===== SUPPLIED RECORDS

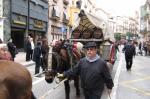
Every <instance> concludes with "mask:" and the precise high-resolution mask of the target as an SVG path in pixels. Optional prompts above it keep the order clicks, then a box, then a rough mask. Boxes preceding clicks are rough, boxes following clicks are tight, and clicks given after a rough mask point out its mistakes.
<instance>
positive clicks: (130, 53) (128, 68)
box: [123, 40, 136, 70]
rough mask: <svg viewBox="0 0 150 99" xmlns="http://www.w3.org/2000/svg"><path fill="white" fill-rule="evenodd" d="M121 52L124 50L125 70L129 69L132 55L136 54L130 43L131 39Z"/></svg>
mask: <svg viewBox="0 0 150 99" xmlns="http://www.w3.org/2000/svg"><path fill="white" fill-rule="evenodd" d="M123 52H125V60H126V68H127V70H131V67H132V63H133V56H135V54H136V51H135V46H134V45H133V44H132V41H131V40H130V41H129V42H128V43H127V44H126V45H125V46H124V48H123Z"/></svg>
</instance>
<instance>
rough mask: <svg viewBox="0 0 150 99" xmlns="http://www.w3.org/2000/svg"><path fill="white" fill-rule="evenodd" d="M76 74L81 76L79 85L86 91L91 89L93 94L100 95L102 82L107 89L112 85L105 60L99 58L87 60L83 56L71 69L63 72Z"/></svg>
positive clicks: (73, 74) (103, 86) (110, 86)
mask: <svg viewBox="0 0 150 99" xmlns="http://www.w3.org/2000/svg"><path fill="white" fill-rule="evenodd" d="M78 74H79V75H80V77H81V86H82V88H83V89H84V90H86V91H87V90H89V91H93V92H94V93H95V94H97V95H101V93H102V91H103V89H104V84H106V86H107V88H109V89H112V87H113V81H112V78H111V75H110V73H109V71H108V69H107V67H106V62H104V61H103V60H101V59H98V60H96V61H94V62H89V61H88V60H87V59H86V58H83V59H81V60H80V61H79V63H78V64H77V65H76V66H75V67H74V68H73V69H72V70H69V71H66V72H64V76H67V77H69V76H75V75H78Z"/></svg>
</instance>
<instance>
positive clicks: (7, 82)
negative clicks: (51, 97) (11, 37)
mask: <svg viewBox="0 0 150 99" xmlns="http://www.w3.org/2000/svg"><path fill="white" fill-rule="evenodd" d="M0 68H1V69H0V86H1V88H0V99H36V98H35V97H34V95H33V93H32V79H31V75H30V73H29V71H28V70H27V69H26V68H25V67H24V66H23V65H21V64H19V63H16V62H13V61H9V60H0Z"/></svg>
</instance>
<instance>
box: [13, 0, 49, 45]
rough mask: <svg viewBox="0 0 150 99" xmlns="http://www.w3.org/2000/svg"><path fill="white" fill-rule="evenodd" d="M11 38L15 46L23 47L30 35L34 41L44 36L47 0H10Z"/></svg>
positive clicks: (46, 15) (47, 19)
mask: <svg viewBox="0 0 150 99" xmlns="http://www.w3.org/2000/svg"><path fill="white" fill-rule="evenodd" d="M10 8H11V9H10V20H11V21H10V22H11V23H10V24H11V33H10V34H11V38H12V40H13V42H14V43H15V45H16V46H17V48H23V47H24V44H25V40H26V37H27V36H28V35H30V36H31V37H33V39H34V41H35V42H36V41H37V40H38V39H40V38H42V37H44V36H46V34H47V28H48V2H47V1H46V0H45V1H44V0H11V2H10Z"/></svg>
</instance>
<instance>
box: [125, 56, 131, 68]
mask: <svg viewBox="0 0 150 99" xmlns="http://www.w3.org/2000/svg"><path fill="white" fill-rule="evenodd" d="M125 60H126V68H127V70H129V69H131V67H132V63H133V56H132V57H129V56H125Z"/></svg>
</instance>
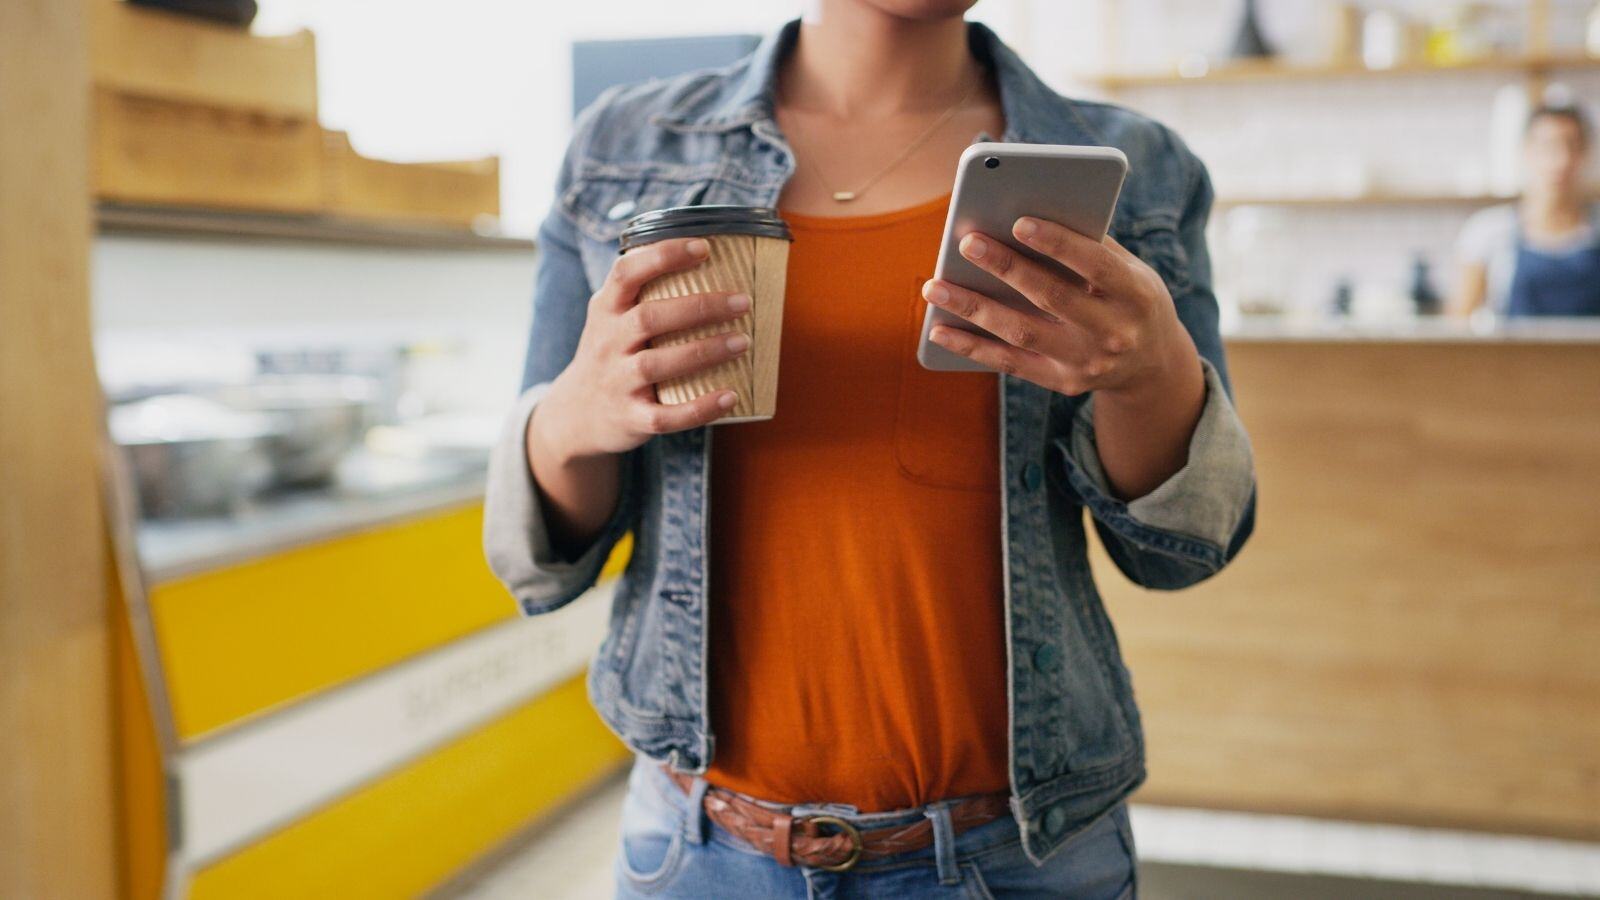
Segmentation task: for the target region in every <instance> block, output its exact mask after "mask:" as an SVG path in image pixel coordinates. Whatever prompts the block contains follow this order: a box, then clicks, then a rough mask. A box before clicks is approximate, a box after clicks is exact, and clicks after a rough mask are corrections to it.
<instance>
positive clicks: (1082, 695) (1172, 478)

==========

**YOUR GOAL:** What is needed is the full material, retyped unchanged, with no pictures in it.

**WRITTEN RESPONSE:**
Every <instance> concludes with "mask:" and the precise high-resolution mask of the target as an SVG path in pixels. Optional prompts above it keep the order clicks, then a box, then a rough mask. Boxes preceding clicks are rough, boxes following clicks are tight, and clicks given after a rough mask point out its mistakes.
<instance>
positive clicks: (130, 53) (128, 68)
box: [123, 40, 136, 70]
rough mask: <svg viewBox="0 0 150 99" xmlns="http://www.w3.org/2000/svg"><path fill="white" fill-rule="evenodd" d="M121 52L124 50L125 70L129 69L132 55L136 54L130 43L131 39Z"/></svg>
mask: <svg viewBox="0 0 150 99" xmlns="http://www.w3.org/2000/svg"><path fill="white" fill-rule="evenodd" d="M123 52H125V60H126V68H127V70H131V67H132V63H133V56H135V54H136V51H135V46H134V45H133V44H132V41H131V40H130V41H129V42H128V43H127V44H126V45H125V46H124V48H123Z"/></svg>
</instance>
<instance>
rough mask: <svg viewBox="0 0 150 99" xmlns="http://www.w3.org/2000/svg"><path fill="white" fill-rule="evenodd" d="M76 74L81 76L79 85L86 91L91 89L93 94L100 95L102 82L107 89L112 85L105 60L99 58L87 60L83 56L71 69L63 72Z"/></svg>
positive clicks: (73, 74) (103, 86) (110, 86)
mask: <svg viewBox="0 0 150 99" xmlns="http://www.w3.org/2000/svg"><path fill="white" fill-rule="evenodd" d="M78 74H79V75H80V77H81V86H82V88H83V89H84V90H86V91H87V90H89V91H93V92H94V93H95V94H97V95H101V93H102V91H103V89H104V84H106V86H107V88H109V89H112V87H113V81H112V78H111V75H110V73H109V71H108V69H107V67H106V62H104V61H103V60H101V59H98V60H96V61H94V62H89V61H88V60H87V59H86V58H83V59H81V60H80V61H79V63H78V64H77V65H76V66H75V67H74V68H73V69H72V70H69V71H66V72H64V76H67V77H69V76H75V75H78Z"/></svg>
</instance>
<instance>
positive clicks: (7, 82)
negative clicks: (51, 97) (11, 37)
mask: <svg viewBox="0 0 150 99" xmlns="http://www.w3.org/2000/svg"><path fill="white" fill-rule="evenodd" d="M0 68H1V69H0V86H1V88H0V99H36V98H35V97H34V95H33V93H32V79H31V75H30V73H29V71H28V70H27V69H26V68H25V67H24V66H23V65H21V64H19V63H16V62H13V61H9V60H0Z"/></svg>
</instance>
<instance>
box: [13, 0, 49, 45]
rough mask: <svg viewBox="0 0 150 99" xmlns="http://www.w3.org/2000/svg"><path fill="white" fill-rule="evenodd" d="M11 38L15 46L23 47L30 35L34 41L44 36L47 0H10Z"/></svg>
positive clicks: (46, 15) (47, 19)
mask: <svg viewBox="0 0 150 99" xmlns="http://www.w3.org/2000/svg"><path fill="white" fill-rule="evenodd" d="M10 8H11V9H10V20H11V21H10V22H11V23H10V24H11V33H10V34H11V38H12V40H13V42H14V43H15V45H16V46H17V48H23V47H24V44H25V40H26V37H27V36H28V35H30V36H31V37H33V39H34V41H35V42H36V41H37V40H38V39H40V38H42V37H44V36H46V34H47V28H48V2H47V1H46V0H45V1H44V0H11V2H10Z"/></svg>
</instance>
<instance>
box: [125, 56, 131, 68]
mask: <svg viewBox="0 0 150 99" xmlns="http://www.w3.org/2000/svg"><path fill="white" fill-rule="evenodd" d="M125 60H126V68H127V70H129V69H131V67H132V63H133V56H132V57H129V56H125Z"/></svg>
</instance>
Segmentation task: for the target region in every <instance> block, output its exact mask after "mask:" as an SVG path in image pixel coordinates. Whatever prompts the block contains follow this order: a box, then clicks, then a rough mask. A box before clicks is approximate, a box after clicks is exact, and clicks after a rough mask are corrections to it.
<instance>
positive clicks: (1082, 695) (1172, 478)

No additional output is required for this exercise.